* EXERCISE OBJECTIVE:
The full set of entries, reproduced exactly, is the expected answer.

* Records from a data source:

____________________

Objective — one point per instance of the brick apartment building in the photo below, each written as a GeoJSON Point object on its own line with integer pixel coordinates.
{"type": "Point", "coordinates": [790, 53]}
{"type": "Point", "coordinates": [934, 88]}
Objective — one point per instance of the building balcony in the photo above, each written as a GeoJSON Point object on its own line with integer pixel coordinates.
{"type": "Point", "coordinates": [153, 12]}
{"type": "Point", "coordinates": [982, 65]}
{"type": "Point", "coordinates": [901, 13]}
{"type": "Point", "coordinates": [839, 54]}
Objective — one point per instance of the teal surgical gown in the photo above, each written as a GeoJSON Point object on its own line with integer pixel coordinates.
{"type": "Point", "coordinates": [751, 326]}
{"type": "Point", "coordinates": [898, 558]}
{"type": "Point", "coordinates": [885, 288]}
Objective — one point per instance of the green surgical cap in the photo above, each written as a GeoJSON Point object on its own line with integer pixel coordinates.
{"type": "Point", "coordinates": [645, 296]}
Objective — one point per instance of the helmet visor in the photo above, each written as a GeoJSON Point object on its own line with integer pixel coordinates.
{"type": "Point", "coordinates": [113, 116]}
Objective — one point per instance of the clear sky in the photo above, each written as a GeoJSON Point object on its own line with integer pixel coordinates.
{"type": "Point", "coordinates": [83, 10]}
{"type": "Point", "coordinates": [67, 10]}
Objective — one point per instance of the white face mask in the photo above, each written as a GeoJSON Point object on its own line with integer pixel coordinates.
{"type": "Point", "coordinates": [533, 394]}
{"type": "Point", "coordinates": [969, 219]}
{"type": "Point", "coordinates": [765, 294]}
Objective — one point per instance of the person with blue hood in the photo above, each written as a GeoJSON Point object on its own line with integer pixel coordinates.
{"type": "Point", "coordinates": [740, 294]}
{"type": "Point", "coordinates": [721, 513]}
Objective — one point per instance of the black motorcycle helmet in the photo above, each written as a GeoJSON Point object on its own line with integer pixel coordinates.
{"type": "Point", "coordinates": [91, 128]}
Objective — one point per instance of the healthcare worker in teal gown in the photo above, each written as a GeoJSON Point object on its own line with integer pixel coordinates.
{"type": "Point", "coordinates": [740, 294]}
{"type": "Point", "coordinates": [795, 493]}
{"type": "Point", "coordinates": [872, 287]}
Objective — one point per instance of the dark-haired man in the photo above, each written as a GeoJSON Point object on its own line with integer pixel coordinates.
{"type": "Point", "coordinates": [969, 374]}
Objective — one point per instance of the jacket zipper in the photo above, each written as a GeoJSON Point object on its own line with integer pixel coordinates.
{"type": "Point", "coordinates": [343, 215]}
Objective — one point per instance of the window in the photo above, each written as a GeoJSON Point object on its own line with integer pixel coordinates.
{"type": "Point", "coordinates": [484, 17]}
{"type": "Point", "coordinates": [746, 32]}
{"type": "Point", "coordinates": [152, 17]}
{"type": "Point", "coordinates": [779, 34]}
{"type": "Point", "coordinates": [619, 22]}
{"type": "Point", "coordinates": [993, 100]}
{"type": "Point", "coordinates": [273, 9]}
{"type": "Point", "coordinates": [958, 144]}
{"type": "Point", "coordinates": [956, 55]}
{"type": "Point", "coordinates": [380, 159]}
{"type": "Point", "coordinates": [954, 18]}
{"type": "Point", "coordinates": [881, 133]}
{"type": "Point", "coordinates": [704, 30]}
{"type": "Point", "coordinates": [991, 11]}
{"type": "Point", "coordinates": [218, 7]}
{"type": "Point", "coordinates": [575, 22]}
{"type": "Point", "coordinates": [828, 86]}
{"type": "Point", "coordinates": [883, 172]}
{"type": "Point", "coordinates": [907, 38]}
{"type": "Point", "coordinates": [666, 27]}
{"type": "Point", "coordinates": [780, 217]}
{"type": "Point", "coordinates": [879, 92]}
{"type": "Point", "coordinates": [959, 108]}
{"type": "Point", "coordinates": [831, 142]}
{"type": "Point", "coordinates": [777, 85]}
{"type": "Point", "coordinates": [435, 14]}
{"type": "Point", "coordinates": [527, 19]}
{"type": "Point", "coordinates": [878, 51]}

____________________

* ANSWER AREA:
Objective — one point per instance of the brick apartment building in the photo below, each written as a GeoJSON Point object on its own line with integer pixel coordinates.
{"type": "Point", "coordinates": [790, 53]}
{"type": "Point", "coordinates": [934, 88]}
Objective — one point per instance of the building balcony in the photo above, each written as a GeoJSON Point object on its own line with integer pixel coordinates.
{"type": "Point", "coordinates": [153, 12]}
{"type": "Point", "coordinates": [982, 65]}
{"type": "Point", "coordinates": [901, 13]}
{"type": "Point", "coordinates": [839, 54]}
Objective — one point per instance of the teal surgical gown in the photo above, each written as a GeoJSON Point object on its own line with integer pixel coordinates.
{"type": "Point", "coordinates": [751, 326]}
{"type": "Point", "coordinates": [898, 558]}
{"type": "Point", "coordinates": [885, 288]}
Objective — one point per instance of the green surgical cap in the photo above, each written as a GeoJSON Point object on its own line with integer pixel coordinates.
{"type": "Point", "coordinates": [645, 296]}
Objective — one point per instance of the helmet visor in the photo above, each written as a GeoJSON Point object on its own line with integer pixel coordinates.
{"type": "Point", "coordinates": [113, 116]}
Objective — one point per instance of the clear sky in the photo above, each written as a GeoJSON Point object on its own line with integer pixel coordinates.
{"type": "Point", "coordinates": [83, 10]}
{"type": "Point", "coordinates": [67, 10]}
Objective — one point per instance of the white face mask in the photo above, each written as a GeoJSON Point object on its own line with integer pixel coordinates.
{"type": "Point", "coordinates": [533, 394]}
{"type": "Point", "coordinates": [969, 219]}
{"type": "Point", "coordinates": [765, 294]}
Objective — one point per instance of the person with blue hood in the photo above, each written as a GeoJSON Point object on its own line with integer pixel coordinates.
{"type": "Point", "coordinates": [740, 294]}
{"type": "Point", "coordinates": [721, 513]}
Objective — one point per instance of the black motorcycle helmet in the photo above, each written as a GeoJSON Point object on its own line with integer pixel coordinates.
{"type": "Point", "coordinates": [91, 128]}
Objective — one point per instance of the healthcare worker in teal gown in the photo above, each written as a GeoJSON Point object on its own line with integer pixel coordinates.
{"type": "Point", "coordinates": [740, 294]}
{"type": "Point", "coordinates": [795, 493]}
{"type": "Point", "coordinates": [872, 287]}
Objective — one point per instance of the dark-haired man in the photo above, each written as a GeoJSON Point object on its own line with integer pixel coordinates.
{"type": "Point", "coordinates": [969, 374]}
Objective — one point per instance of the jacket zipper in the photo above, each written as a GeoJSON Point object on its own line with integer pixel coordinates.
{"type": "Point", "coordinates": [343, 215]}
Objective — one point per instance of the window in the photo above, each written as a GeoJSON Point object on its own line with integer pixel coordinates.
{"type": "Point", "coordinates": [484, 17]}
{"type": "Point", "coordinates": [746, 32]}
{"type": "Point", "coordinates": [152, 17]}
{"type": "Point", "coordinates": [779, 34]}
{"type": "Point", "coordinates": [619, 22]}
{"type": "Point", "coordinates": [993, 100]}
{"type": "Point", "coordinates": [273, 9]}
{"type": "Point", "coordinates": [958, 144]}
{"type": "Point", "coordinates": [956, 55]}
{"type": "Point", "coordinates": [380, 159]}
{"type": "Point", "coordinates": [954, 18]}
{"type": "Point", "coordinates": [881, 133]}
{"type": "Point", "coordinates": [704, 30]}
{"type": "Point", "coordinates": [991, 11]}
{"type": "Point", "coordinates": [218, 7]}
{"type": "Point", "coordinates": [575, 22]}
{"type": "Point", "coordinates": [828, 86]}
{"type": "Point", "coordinates": [883, 172]}
{"type": "Point", "coordinates": [907, 38]}
{"type": "Point", "coordinates": [666, 27]}
{"type": "Point", "coordinates": [780, 217]}
{"type": "Point", "coordinates": [879, 92]}
{"type": "Point", "coordinates": [959, 108]}
{"type": "Point", "coordinates": [831, 142]}
{"type": "Point", "coordinates": [777, 85]}
{"type": "Point", "coordinates": [435, 14]}
{"type": "Point", "coordinates": [527, 19]}
{"type": "Point", "coordinates": [878, 51]}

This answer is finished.